# Problem A
In the disability insurance discussion, condense the paragraph beginning "Guardian will allow insureds under age 50" into a short bulleted list that keeps its main facts.
# Problem B
According to the disability insurance discussion, which bank serves as trustee under Guardian's plan?
# Problem C
Reproduce the passage of the disability insurance discussion between "But if you really" and "an independent agent.", inclusive, without any changes.

# Text excerpt
>> Begin
I think a far better way to address the issue of needing to save for retirement even if disabled is to just buy a bigger policy. If you've already got a maximum policy and feel you couldn't live on that and save for retirement, then perhaps you ought to take a closer look at your lifestyle.
But if you really would like this protection (and I recommend you get the full details on that investment account prior to purchase), keep in mind you can buy any insurance policy from any company and buy this rider as a stand-alone policy from Guardian. Other companies may also offer similar riders/policies now or in the future so always buy your disability insurance from an independent agent.
I learned from reading this article that the definition of disability is different for your main disability payment and this retirement account contribution benefit.
I will preface this by stating that I am not a fan of disability insurance to protect retirement contributions for many of the reasons outlined in the post. While today the definition of total disability for this type of coverage is different than what is available under personal policies, this was not true in the past for Guardian’s policy (which previously offered the same definition as their other policies), which included a true “Own-Occupaton” definition of total disability.
Since, in today’s marketplace, physicians have the ability to purchase up to $30,000 a month of traditional “Own-Occupation” disability insurance (by combining at least two carriers), unless a physician has “maxed out”, there is little need for this type of coverage.
In addition, should a physician desire, they can purchase up to 65% of their earned income (minus other coverage) from Lloyd’s of London. This is due to the replacement ratio relative to earned income being reduced to roughly 30-40% using traditional carriers.
Several carriers offer this type of coverage including Guardian, MetLife, Principal, and MassMutual. Most of these companies establish the trust at the time of claim. MetLife, being the exception, with the trust is established at the time of application.
Guardian will allow insureds under age 50 to purchase up to $4,170 per month. Those insureds ages 50 and over can purchase up to $4,630 per month. One can also purchase up to 15% of their earned income, up to these limits, without actual proof of the existence of a qualified plan.
Disability insurance benefits for policies paid with after-tax dollars are received income tax-free. Disability insurance benefits for policies paid with pre-tax dollars or are employer paid would be taxable. The trust reports taxable earnings each year by issuing a 1099 to the insured. However, upon written request, the trust will reimburse the insured for any taxes paid and can it also reimburse the insured for taxes due on employer paid benefits. If an annuity is selected, there is generally no taxation on the earnings. At distribution, there is no income tax on funds distributed by the trust for which taxes have been paid.
Under Guardian’s plan, the trustee is Berkshire Bank. For trust balances under $100,000, clients can select from one of over 200 mutual funds from Federated Investors (www.federatedinvestors.com) from their equity or fixed income categories. When the balance of the trust reaches $100,000, Berkshire Bank (the trustee) assigns a senior investment officer to personally manage the trust according to the claimant investment objectives and provides full access to the capital markets.
As far as fees go, in the Declaration of Trust document, it states that the Trustee may charge reasonable and customary administrative fees for maintaining the trust and investment management fees may be charged by investment management companies with which the trust assets are invested.
your bottom line conclusions are right on meaning either increase your own occ disability coverage or plan to reduce expenses after you become disabled. when one breaks down the cost of this coverage as you have done, it isnt as valuable as it first appears. I havent done the math but i believe it is higher than the typical 3% of amount covered.
Larry-
You’ve confirmed my fears. The trust is fully taxable (why in the world would I have to request the company reimburse my taxes?) It requires you to use crappy funds (who’s ever heard of Federated Investors? They use loaded mutual funds (5.5%), which I assume you actually pay, and high ERs (1.2% on the one I looked at.) Reasonable and customary fees, in my experience, are customary, but not reasonable.
Yuck. Maxing out regular disability coverage first is definitely the way to go.
>> End
# Data excerpt
>> Begin
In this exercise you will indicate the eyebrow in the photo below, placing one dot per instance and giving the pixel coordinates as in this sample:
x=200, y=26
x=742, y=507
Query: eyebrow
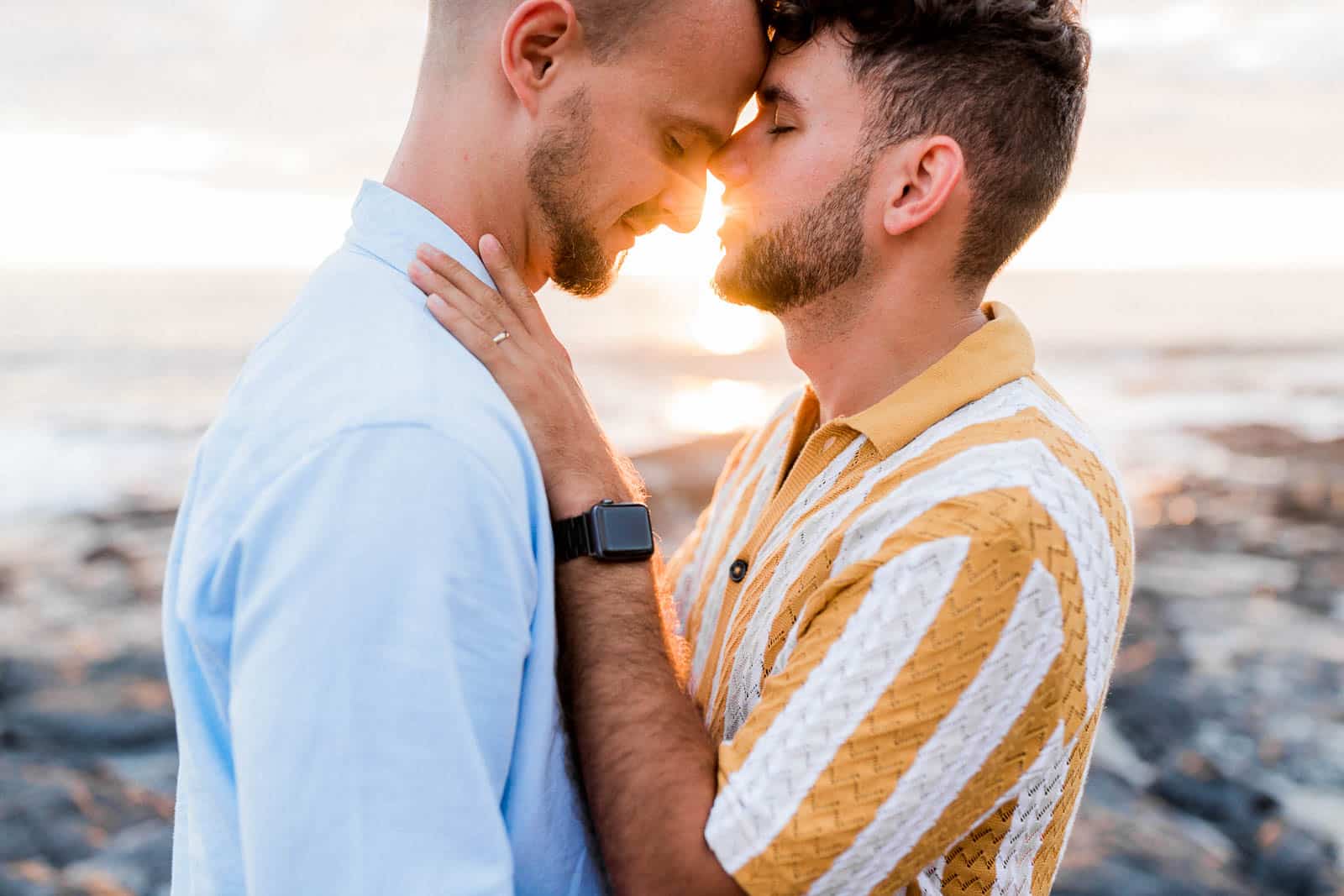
>> End
# Finished answer A
- Insureds under age 50: up to $4,170 per month.
- Insureds age 50 and over: up to $4,630 per month.
- Up to 15% of earned income may be purchased, within these limits, without proof that a qualified plan exists.

# Finished answer B
Berkshire Bank.

# Finished answer C
But if you really would like this protection (and I recommend you get the full details on that investment account prior to purchase), keep in mind you can buy any insurance policy from any company and buy this rider as a stand-alone policy from Guardian. Other companies may also offer similar riders/policies now or in the future so always buy your disability insurance from an independent agent.